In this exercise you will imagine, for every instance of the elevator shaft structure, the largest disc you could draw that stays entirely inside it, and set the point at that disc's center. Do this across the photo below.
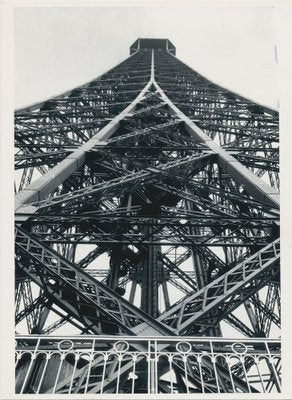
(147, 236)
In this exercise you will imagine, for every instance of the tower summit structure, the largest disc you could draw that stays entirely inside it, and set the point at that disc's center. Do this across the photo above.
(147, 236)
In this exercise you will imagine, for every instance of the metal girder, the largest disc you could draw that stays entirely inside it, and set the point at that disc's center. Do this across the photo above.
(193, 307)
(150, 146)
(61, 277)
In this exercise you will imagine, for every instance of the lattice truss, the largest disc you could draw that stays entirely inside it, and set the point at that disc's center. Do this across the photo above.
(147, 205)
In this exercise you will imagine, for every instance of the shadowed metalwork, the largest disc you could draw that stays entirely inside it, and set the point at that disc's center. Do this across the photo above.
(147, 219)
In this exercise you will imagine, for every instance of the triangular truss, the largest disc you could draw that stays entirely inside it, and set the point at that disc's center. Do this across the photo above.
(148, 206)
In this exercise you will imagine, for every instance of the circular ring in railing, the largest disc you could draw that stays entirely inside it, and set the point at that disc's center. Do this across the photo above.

☆ ☆ ☆

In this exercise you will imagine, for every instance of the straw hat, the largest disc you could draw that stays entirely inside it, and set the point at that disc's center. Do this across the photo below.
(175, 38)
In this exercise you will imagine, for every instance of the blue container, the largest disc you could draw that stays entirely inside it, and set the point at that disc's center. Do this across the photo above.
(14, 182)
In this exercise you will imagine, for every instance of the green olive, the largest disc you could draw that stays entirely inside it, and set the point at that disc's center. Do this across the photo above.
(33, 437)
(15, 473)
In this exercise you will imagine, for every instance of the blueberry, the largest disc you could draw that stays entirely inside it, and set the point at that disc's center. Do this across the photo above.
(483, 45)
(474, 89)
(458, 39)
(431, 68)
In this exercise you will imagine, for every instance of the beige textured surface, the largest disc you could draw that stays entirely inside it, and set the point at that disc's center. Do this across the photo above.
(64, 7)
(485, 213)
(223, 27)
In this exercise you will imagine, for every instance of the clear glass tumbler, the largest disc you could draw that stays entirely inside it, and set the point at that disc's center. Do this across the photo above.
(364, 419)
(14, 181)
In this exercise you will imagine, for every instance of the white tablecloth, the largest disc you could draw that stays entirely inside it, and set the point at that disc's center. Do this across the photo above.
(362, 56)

☆ ☆ ☆

Shift every answer coordinate by adding 10 to each number, and give back only the material starting at the line containing "of the triangular" and ending at the line containing "of the circular", both included, with every line kept, requests too.

In this exercise you will imagine, for every instance of the triangular truss, the largest disc you could draw that stays entirely inside it, and set the point at that disc's center. Do this across the photo above.
(158, 216)
In this exercise you will imagine, for every instance of the circular ring in railing, the largest disc you could draw that stays entirely inside it, and set the point at that disc's center. Do this across the photo above.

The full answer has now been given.